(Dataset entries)
[Start of Attachment]

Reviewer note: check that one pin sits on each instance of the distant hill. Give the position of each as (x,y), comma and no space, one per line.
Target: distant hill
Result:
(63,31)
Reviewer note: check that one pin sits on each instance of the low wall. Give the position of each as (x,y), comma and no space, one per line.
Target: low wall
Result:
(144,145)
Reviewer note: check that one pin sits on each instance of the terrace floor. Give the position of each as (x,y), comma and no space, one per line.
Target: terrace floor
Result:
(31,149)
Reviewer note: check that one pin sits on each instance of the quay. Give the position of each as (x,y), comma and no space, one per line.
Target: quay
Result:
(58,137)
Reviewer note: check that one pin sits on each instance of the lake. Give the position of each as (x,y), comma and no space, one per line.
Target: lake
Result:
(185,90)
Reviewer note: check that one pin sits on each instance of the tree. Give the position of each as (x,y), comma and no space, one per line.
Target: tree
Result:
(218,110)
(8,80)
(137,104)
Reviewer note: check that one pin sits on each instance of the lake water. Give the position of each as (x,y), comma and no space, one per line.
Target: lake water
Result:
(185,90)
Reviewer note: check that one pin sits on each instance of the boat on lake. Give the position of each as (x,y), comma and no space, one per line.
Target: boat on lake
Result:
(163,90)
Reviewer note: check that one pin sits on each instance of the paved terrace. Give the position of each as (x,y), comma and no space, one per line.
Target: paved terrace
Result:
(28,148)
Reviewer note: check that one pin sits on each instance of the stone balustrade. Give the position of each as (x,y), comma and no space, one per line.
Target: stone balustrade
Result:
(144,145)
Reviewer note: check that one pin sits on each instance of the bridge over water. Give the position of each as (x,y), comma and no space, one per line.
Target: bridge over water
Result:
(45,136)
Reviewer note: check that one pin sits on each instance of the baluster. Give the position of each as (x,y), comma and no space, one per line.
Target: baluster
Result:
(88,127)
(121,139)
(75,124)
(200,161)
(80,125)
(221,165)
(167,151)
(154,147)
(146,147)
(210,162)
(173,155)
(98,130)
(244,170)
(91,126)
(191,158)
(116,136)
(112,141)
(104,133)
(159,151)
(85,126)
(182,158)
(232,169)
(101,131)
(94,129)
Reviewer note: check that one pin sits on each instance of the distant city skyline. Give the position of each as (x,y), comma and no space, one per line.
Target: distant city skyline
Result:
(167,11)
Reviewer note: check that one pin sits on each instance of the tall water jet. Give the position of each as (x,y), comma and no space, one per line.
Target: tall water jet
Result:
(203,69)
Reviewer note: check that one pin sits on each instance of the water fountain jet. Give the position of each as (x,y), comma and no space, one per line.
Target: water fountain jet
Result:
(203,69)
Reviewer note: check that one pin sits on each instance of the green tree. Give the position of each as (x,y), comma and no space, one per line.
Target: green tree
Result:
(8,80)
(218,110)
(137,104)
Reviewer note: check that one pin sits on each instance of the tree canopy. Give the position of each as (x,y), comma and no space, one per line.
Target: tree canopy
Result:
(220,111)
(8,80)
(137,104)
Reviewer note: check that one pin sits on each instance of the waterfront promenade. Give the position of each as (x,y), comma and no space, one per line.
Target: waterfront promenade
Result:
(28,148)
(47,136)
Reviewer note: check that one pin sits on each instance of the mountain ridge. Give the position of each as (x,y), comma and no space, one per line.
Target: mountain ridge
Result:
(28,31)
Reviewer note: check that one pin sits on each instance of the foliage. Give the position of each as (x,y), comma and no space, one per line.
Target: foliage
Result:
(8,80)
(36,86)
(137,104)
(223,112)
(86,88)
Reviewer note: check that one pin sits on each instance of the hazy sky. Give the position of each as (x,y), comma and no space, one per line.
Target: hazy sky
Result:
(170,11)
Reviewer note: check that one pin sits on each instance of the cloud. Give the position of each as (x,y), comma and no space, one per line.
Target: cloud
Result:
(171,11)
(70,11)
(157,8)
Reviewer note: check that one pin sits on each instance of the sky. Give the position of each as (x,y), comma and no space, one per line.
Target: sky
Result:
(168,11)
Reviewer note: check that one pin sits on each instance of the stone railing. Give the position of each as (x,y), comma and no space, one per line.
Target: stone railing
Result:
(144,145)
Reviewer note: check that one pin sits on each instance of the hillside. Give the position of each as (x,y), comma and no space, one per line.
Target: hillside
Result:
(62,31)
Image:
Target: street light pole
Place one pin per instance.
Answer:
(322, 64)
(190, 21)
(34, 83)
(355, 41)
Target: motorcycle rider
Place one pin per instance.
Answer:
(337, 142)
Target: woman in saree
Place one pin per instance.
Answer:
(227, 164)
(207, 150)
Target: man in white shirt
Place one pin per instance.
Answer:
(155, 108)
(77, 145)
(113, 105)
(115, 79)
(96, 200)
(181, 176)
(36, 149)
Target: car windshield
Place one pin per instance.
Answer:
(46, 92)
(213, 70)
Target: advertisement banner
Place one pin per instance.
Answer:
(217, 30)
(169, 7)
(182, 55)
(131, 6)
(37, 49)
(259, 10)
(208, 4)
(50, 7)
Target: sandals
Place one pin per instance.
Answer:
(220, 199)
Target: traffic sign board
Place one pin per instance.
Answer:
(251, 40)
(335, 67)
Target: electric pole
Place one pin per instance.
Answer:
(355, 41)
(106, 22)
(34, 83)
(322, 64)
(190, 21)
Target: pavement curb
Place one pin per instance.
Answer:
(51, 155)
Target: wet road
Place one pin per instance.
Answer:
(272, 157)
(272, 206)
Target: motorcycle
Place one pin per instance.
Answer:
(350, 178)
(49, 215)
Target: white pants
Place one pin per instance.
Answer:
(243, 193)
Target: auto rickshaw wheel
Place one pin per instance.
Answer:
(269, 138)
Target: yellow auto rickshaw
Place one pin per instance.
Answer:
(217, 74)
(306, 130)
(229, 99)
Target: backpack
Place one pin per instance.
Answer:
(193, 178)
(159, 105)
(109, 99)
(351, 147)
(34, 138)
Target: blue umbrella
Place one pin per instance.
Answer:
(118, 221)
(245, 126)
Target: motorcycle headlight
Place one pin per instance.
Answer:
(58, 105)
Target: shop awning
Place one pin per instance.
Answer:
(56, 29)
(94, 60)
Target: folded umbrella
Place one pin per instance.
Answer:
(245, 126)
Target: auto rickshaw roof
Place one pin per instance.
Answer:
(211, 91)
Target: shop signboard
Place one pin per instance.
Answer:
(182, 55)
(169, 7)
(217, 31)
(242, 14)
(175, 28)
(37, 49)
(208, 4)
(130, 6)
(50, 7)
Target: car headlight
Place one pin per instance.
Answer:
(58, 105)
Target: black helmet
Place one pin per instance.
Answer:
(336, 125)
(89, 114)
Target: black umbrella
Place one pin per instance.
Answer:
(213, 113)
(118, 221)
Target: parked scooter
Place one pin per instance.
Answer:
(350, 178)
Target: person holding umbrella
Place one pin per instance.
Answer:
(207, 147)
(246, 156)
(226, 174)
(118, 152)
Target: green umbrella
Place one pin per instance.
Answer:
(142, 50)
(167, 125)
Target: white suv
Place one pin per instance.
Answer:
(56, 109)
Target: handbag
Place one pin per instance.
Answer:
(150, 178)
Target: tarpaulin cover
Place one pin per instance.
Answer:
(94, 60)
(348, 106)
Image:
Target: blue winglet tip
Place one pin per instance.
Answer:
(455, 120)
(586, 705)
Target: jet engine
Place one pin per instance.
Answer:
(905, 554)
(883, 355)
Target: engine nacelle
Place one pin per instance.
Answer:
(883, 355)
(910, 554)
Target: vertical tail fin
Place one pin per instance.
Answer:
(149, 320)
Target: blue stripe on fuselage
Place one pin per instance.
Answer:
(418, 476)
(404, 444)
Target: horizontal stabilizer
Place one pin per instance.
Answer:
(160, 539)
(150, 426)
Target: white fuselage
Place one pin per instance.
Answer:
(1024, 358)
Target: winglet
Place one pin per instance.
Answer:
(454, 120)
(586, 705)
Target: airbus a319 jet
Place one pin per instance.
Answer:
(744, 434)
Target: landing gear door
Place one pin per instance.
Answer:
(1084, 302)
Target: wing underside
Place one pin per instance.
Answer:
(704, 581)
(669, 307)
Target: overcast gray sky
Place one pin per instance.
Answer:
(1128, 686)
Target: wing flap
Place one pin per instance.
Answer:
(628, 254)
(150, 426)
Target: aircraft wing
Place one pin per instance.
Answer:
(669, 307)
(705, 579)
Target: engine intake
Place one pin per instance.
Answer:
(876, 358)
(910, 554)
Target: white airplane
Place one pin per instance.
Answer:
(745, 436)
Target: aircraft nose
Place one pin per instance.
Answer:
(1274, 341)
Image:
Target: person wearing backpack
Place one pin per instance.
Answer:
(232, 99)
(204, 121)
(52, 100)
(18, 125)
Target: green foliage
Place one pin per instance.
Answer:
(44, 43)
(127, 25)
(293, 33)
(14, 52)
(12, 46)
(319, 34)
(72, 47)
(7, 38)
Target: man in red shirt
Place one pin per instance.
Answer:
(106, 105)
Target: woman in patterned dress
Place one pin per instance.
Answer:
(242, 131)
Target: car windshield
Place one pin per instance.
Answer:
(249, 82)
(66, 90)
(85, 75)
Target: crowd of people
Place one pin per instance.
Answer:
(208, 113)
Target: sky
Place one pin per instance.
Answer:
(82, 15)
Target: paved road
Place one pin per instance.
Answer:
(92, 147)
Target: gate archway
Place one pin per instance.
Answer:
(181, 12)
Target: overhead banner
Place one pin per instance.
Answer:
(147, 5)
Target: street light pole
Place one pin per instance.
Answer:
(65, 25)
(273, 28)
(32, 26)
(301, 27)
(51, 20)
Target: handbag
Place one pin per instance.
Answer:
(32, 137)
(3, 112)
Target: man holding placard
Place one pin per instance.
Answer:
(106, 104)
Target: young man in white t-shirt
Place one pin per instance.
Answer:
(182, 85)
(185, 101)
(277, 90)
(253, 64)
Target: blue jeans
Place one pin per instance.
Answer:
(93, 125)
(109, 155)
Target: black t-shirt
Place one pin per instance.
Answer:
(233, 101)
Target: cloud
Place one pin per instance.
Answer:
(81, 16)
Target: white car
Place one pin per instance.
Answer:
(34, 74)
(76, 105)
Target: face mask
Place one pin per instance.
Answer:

[End of Attachment]

§ **Work to complete**
Print, exactly as written, the first line of the records above and each line after it until the line with "Target: terrace floor", which is printed too.

§ **Solution below**
Reviewer note: check that one pin sits on each instance of the distant hill. Give the position of each as (x,y), comma and no space, one per line.
Target: distant hill
Result:
(63,31)
Reviewer note: check that one pin sits on each instance of the low wall. Give the position of each as (x,y), comma and no space, one per line.
Target: low wall
Result:
(144,145)
Reviewer note: check that one pin sits on each instance of the terrace floor. Give the position of each as (x,y), comma and no space, one per line.
Target: terrace floor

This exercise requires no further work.